>> Begin

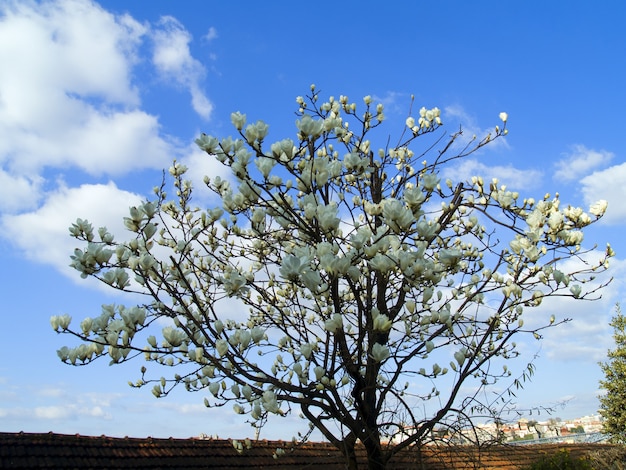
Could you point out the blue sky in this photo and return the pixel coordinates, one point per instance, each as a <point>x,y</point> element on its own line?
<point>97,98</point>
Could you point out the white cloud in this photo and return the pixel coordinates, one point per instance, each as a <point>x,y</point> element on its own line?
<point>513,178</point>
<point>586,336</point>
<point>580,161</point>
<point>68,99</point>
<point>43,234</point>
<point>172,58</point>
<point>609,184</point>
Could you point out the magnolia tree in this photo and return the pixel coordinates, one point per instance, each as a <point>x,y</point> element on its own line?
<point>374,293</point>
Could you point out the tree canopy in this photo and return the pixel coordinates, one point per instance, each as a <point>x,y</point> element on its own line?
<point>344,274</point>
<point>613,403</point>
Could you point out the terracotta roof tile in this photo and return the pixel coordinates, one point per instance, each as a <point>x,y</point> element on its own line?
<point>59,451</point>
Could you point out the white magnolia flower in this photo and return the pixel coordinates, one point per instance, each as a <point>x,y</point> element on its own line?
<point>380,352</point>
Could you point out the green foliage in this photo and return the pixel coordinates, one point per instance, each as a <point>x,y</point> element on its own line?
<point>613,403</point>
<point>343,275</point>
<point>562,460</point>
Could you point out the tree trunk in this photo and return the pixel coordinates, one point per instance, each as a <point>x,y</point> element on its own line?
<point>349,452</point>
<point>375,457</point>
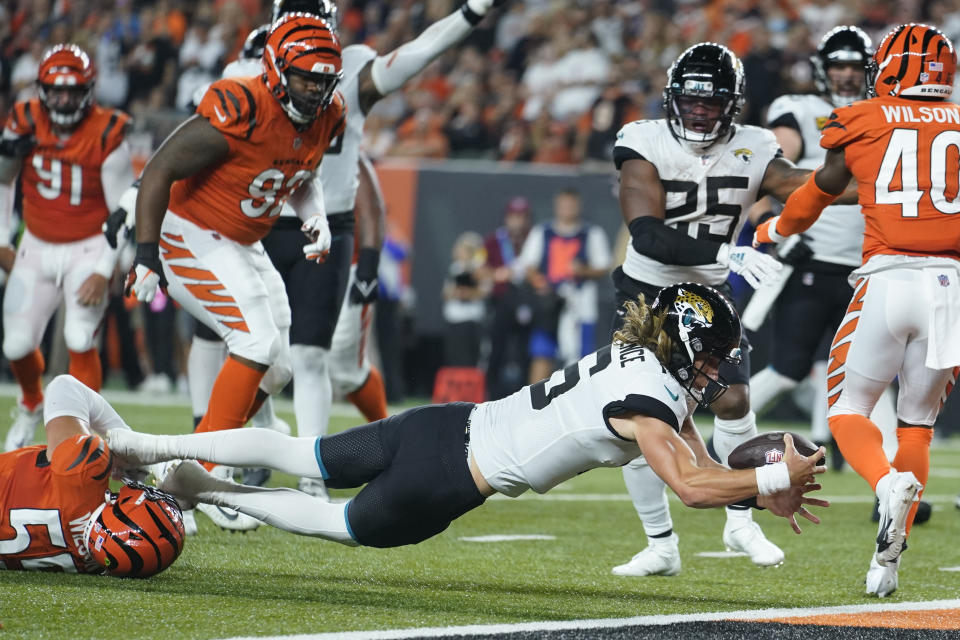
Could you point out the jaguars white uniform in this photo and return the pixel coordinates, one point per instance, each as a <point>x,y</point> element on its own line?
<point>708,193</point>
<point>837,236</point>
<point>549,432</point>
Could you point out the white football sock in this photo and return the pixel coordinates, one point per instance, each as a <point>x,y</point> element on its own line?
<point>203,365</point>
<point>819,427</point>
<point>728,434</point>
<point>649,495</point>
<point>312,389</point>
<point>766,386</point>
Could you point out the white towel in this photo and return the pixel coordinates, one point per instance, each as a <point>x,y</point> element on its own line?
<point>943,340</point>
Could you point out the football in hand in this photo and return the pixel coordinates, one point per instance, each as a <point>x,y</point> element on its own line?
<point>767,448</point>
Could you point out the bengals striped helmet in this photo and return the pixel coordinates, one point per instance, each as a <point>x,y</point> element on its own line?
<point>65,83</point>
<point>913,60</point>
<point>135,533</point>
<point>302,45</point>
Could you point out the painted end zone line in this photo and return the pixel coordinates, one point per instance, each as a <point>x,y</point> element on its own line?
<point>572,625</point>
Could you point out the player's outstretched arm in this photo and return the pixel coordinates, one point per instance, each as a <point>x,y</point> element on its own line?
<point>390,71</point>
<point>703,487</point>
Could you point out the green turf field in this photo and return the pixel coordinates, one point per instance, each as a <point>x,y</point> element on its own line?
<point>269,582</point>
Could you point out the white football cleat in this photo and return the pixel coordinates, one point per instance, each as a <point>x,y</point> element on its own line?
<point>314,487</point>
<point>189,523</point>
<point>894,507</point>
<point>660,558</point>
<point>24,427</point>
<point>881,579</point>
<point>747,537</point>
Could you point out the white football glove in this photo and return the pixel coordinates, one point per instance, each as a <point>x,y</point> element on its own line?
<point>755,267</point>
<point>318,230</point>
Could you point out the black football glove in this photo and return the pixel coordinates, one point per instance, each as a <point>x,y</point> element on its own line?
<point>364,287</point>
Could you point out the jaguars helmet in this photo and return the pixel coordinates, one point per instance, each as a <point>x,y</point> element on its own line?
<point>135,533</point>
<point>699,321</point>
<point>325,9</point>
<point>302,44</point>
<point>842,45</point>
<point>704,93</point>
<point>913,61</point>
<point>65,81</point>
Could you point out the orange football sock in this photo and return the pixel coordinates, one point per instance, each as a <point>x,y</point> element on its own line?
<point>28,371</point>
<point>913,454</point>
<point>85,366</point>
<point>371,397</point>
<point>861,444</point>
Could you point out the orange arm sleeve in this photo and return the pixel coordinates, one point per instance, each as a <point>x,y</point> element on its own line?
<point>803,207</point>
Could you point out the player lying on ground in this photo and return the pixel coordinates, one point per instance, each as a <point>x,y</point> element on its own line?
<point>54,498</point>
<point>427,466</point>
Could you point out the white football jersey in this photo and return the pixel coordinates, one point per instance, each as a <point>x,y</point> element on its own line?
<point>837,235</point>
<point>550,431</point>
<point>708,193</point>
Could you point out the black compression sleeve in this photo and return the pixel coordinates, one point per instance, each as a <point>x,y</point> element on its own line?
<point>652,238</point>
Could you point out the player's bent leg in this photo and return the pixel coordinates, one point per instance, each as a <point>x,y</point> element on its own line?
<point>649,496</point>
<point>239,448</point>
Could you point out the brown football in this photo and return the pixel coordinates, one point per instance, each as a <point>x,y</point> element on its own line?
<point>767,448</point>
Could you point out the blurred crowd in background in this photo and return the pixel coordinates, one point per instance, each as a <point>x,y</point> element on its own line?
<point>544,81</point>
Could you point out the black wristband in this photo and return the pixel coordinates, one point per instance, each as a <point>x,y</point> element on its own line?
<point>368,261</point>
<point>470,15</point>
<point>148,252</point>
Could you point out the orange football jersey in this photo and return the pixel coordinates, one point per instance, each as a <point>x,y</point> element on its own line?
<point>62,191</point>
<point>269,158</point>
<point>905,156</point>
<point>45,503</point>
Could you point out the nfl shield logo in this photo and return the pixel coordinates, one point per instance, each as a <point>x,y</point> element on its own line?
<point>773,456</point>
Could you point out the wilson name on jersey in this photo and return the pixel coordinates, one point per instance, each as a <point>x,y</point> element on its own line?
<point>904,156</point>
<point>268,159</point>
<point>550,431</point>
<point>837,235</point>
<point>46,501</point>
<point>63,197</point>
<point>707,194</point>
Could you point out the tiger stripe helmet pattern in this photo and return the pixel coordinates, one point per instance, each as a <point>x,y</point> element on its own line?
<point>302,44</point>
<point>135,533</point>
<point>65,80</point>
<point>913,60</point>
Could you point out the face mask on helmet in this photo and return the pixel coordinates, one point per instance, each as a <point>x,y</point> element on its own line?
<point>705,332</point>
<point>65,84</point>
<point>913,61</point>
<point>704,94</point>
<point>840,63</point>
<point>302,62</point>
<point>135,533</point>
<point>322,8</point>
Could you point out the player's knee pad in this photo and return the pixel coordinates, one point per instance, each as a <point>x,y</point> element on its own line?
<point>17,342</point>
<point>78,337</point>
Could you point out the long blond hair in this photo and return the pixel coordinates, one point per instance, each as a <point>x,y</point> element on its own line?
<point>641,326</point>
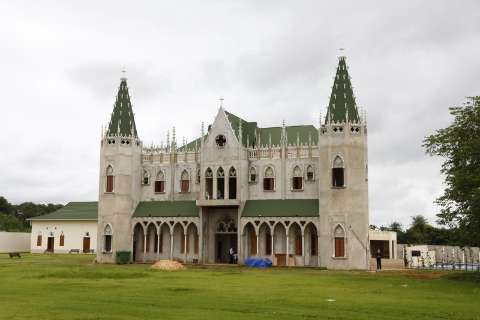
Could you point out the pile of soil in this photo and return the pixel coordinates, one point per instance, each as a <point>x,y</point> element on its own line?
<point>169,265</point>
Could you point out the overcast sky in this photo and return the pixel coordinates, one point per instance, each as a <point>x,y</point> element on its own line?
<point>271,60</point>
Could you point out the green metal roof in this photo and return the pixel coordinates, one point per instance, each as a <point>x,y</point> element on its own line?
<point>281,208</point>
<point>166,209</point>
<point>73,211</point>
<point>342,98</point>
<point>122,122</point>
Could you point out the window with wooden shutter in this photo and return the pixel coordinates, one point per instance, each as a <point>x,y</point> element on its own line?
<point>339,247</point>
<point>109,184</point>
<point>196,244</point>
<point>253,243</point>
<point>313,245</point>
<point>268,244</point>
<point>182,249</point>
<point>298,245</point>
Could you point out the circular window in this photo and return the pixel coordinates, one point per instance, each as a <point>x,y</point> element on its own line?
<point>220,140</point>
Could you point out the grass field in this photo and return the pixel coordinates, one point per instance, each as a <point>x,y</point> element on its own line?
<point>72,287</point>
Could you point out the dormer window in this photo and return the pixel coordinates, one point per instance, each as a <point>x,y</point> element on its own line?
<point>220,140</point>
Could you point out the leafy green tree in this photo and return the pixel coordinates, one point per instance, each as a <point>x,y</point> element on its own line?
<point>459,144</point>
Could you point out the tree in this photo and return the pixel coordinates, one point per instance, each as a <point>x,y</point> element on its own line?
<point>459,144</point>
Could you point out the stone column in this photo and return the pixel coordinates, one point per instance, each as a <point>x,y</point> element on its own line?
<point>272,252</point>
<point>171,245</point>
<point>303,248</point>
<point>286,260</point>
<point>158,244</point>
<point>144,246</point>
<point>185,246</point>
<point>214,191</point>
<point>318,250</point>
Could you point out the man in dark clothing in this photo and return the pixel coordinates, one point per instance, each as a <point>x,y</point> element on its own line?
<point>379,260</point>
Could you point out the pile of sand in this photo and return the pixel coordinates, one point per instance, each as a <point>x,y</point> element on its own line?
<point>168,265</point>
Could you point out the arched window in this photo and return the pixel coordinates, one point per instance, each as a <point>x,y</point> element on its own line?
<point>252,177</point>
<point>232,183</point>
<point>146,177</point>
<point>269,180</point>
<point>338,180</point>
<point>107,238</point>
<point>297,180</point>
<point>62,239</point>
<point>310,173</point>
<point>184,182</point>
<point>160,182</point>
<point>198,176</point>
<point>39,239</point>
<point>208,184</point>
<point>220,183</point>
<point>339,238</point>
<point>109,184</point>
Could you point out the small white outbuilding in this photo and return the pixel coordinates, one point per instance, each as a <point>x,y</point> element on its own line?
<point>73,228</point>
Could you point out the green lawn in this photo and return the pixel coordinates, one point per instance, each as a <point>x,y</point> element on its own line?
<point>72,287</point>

>> End

## Objective
Copy the rows above verbatim, starting at the line that contains "Could you point out the white cloud" and ending at the line that contains "<point>380,352</point>".

## Answer
Could you point out the white cloud in this photo and return the pixel coordinates, one point per instance, each as a <point>x,y</point> element on its own line?
<point>513,178</point>
<point>586,336</point>
<point>580,161</point>
<point>68,99</point>
<point>43,234</point>
<point>172,58</point>
<point>609,184</point>
Could you point out the magnolia tree in this photo and return the pixel coordinates, one point per instance, each as a <point>x,y</point> element on its own line?
<point>374,293</point>
Could you point out the tree canopy in this photo and return the pixel coordinates, one point per instance, each as a <point>x,y</point> element on its own line?
<point>344,274</point>
<point>613,403</point>
Could you point out the terracotta roof tile in this photo and return the pixel coordinates, one point per instance, each as a <point>x,y</point> element on its own line?
<point>59,451</point>
Could you point out the white magnolia flower in this photo and return the pixel coordinates, one point per instance, each as a <point>x,y</point> element on its own line?
<point>380,352</point>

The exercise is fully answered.